Enunciado
Reescribe como una lista JSON de cadenas, una por línea y sin líneas en blanco, el tramo de los ítems que va desde la línea que contiene "phrase -- parking lot" hasta el final de los ítems.

Datos proporcionados
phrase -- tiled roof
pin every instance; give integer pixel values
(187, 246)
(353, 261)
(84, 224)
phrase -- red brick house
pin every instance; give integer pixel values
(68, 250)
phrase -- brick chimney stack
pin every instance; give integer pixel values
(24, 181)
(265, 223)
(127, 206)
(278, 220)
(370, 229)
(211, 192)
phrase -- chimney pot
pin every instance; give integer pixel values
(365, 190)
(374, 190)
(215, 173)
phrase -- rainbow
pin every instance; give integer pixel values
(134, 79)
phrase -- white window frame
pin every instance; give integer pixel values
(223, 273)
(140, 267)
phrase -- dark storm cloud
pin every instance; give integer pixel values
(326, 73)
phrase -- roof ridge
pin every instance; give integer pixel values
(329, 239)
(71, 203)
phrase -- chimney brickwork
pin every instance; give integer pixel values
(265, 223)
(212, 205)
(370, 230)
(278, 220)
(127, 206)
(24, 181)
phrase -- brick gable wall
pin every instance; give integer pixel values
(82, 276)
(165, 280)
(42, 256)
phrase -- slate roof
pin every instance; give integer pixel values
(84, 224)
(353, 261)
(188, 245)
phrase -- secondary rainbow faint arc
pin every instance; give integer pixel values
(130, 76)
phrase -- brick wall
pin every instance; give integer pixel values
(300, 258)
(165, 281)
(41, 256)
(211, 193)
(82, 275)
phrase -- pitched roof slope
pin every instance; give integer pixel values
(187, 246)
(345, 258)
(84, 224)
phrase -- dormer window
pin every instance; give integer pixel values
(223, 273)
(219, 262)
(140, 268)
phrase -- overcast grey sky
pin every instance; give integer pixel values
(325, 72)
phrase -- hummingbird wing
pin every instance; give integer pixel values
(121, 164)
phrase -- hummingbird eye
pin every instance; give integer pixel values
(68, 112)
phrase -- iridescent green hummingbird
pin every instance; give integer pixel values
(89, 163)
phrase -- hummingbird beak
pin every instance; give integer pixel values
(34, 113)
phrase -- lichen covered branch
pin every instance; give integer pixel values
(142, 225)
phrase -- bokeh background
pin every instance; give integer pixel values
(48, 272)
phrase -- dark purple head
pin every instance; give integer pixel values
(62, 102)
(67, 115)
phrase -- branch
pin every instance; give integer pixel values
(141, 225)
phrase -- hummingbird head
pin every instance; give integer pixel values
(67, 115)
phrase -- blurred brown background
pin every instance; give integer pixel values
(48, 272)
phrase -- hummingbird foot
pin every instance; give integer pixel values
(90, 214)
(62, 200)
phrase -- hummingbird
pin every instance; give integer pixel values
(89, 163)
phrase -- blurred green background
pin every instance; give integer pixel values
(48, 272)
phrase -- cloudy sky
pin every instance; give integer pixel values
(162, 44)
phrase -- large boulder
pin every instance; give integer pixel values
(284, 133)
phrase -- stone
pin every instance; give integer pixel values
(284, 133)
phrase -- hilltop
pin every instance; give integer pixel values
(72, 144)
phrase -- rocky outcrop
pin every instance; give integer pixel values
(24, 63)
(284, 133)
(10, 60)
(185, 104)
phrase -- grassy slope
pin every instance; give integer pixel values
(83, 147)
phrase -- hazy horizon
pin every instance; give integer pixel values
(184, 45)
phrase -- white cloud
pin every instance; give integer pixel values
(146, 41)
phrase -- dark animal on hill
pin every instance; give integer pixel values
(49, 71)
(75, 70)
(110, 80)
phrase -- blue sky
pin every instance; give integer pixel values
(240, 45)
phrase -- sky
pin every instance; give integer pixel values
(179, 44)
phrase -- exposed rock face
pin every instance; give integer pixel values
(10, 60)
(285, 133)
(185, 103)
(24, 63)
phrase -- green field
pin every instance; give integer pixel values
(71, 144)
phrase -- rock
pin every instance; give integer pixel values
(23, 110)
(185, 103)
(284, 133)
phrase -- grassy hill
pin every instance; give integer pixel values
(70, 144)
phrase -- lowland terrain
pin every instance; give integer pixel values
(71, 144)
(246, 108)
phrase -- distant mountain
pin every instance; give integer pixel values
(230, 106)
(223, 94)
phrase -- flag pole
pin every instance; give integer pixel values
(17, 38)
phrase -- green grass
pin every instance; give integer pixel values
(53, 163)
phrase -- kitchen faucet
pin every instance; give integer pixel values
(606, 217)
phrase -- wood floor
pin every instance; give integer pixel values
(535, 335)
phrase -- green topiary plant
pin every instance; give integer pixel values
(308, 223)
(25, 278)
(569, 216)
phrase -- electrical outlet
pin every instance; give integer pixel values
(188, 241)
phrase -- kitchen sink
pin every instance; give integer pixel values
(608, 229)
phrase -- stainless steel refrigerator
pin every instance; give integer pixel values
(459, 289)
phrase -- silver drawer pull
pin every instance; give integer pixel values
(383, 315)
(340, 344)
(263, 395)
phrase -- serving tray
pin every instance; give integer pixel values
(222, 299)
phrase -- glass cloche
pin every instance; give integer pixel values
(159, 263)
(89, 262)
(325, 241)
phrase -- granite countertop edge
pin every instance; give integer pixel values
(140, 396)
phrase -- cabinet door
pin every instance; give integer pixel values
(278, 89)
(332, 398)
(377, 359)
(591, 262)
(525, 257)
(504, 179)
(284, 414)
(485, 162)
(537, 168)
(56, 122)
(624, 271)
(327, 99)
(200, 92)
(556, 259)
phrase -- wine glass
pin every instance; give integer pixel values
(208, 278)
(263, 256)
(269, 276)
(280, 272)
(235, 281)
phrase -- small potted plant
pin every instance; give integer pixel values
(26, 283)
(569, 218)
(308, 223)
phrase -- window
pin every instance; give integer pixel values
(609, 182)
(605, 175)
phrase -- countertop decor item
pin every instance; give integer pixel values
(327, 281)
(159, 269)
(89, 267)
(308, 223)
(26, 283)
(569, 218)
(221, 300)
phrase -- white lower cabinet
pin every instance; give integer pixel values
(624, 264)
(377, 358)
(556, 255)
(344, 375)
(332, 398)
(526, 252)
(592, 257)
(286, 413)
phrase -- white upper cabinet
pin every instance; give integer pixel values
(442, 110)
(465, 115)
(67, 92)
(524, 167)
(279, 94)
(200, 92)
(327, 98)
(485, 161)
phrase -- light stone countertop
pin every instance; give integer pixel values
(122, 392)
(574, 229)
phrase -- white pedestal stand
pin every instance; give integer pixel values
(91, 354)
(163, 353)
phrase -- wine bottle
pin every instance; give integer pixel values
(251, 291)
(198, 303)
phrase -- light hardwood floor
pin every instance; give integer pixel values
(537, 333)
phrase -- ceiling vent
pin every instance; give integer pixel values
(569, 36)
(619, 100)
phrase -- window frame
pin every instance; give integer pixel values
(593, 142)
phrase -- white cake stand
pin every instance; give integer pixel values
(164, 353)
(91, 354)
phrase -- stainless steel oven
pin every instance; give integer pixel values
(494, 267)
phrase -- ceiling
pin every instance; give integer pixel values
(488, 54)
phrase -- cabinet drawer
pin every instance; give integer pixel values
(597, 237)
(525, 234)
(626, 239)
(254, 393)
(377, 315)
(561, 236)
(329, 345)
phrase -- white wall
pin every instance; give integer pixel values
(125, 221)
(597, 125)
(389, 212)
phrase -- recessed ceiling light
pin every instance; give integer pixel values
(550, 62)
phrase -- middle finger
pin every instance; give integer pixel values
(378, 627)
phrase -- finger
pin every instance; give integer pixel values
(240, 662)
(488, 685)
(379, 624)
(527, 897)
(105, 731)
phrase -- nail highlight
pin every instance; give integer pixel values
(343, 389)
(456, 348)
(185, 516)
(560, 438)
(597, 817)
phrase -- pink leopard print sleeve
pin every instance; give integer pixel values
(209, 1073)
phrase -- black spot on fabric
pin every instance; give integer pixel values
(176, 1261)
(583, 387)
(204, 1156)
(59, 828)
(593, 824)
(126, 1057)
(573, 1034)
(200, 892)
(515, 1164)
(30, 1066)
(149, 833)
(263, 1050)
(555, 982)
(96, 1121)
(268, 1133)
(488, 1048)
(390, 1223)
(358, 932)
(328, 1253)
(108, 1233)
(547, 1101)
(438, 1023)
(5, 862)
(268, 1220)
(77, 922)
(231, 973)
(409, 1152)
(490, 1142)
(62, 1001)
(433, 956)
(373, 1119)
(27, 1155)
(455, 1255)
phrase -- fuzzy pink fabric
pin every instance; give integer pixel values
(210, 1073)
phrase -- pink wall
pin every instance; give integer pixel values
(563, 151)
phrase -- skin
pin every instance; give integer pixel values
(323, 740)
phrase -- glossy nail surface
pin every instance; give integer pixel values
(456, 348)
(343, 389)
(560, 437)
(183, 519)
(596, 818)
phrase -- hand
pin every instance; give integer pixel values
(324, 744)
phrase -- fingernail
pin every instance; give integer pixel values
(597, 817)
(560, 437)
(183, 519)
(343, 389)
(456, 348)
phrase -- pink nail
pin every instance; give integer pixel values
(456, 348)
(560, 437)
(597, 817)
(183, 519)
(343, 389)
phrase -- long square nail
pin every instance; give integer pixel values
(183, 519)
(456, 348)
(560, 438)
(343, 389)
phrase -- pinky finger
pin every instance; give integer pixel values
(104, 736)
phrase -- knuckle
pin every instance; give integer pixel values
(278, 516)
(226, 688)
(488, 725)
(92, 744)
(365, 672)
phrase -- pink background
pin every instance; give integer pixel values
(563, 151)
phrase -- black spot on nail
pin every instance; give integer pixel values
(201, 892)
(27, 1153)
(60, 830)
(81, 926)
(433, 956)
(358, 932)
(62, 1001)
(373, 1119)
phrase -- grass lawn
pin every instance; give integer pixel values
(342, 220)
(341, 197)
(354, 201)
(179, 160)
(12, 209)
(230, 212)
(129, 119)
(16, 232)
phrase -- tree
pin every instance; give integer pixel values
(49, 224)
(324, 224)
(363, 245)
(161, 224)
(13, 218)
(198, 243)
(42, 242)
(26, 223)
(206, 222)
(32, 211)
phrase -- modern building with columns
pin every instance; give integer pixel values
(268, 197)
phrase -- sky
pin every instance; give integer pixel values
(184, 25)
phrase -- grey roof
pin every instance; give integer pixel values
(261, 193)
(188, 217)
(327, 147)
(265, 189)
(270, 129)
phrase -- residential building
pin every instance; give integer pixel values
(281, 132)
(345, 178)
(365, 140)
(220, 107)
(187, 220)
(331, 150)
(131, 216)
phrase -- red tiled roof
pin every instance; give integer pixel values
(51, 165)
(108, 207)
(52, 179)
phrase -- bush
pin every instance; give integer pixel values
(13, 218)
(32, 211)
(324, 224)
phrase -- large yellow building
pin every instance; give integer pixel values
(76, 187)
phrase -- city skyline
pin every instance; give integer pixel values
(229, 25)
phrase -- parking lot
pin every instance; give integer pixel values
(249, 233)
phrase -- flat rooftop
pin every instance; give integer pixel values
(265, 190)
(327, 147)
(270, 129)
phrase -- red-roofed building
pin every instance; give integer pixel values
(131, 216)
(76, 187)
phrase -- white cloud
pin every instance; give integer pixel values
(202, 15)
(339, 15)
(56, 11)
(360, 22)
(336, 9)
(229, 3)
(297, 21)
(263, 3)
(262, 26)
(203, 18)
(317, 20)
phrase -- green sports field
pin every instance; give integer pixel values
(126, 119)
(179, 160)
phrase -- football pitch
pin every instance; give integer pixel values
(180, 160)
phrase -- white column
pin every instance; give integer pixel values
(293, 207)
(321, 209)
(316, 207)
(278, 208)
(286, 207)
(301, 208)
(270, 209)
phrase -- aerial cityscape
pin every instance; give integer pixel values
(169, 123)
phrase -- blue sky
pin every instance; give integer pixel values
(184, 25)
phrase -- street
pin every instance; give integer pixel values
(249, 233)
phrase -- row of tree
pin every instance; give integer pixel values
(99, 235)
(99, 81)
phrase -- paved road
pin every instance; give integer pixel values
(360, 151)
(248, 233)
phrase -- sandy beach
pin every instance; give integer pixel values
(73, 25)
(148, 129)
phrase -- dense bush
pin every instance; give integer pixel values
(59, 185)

Respuesta
[
  "phrase -- parking lot",
  "pin every instance; give integer pixel values",
  "(249, 233)",
  "phrase -- flat rooftop",
  "pin every instance; give integer pixel values",
  "(265, 190)",
  "(327, 147)",
  "(270, 129)",
  "phrase -- red-roofed building",
  "pin every instance; give integer pixel values",
  "(131, 216)",
  "(76, 187)",
  "phrase -- white cloud",
  "pin every instance; give integer pixel values",
  "(202, 15)",
  "(339, 15)",
  "(56, 11)",
  "(360, 22)",
  "(336, 9)",
  "(229, 3)",
  "(297, 21)",
  "(263, 3)",
  "(262, 26)",
  "(203, 18)",
  "(317, 20)",
  "phrase -- green sports field",
  "pin every instance; give integer pixel values",
  "(126, 119)",
  "(179, 160)",
  "phrase -- football pitch",
  "pin every instance; give integer pixel values",
  "(180, 160)",
  "phrase -- white column",
  "pin every instance; give integer pixel values",
  "(293, 207)",
  "(321, 209)",
  "(316, 207)",
  "(278, 208)",
  "(286, 207)",
  "(301, 208)",
  "(270, 209)",
  "phrase -- aerial cityscape",
  "pin every instance; give integer pixel values",
  "(169, 123)",
  "phrase -- blue sky",
  "pin every instance; give integer pixel values",
  "(184, 25)",
  "phrase -- street",
  "pin every instance; give integer pixel values",
  "(249, 233)",
  "phrase -- row of tree",
  "pin every instance; give integer pixel values",
  "(99, 235)",
  "(99, 81)",
  "phrase -- paved road",
  "pin every instance; give integer pixel values",
  "(360, 151)",
  "(248, 233)",
  "phrase -- sandy beach",
  "pin every instance; give integer pixel values",
  "(73, 25)",
  "(148, 129)",
  "phrase -- dense bush",
  "pin every instance; give integer pixel values",
  "(59, 185)"
]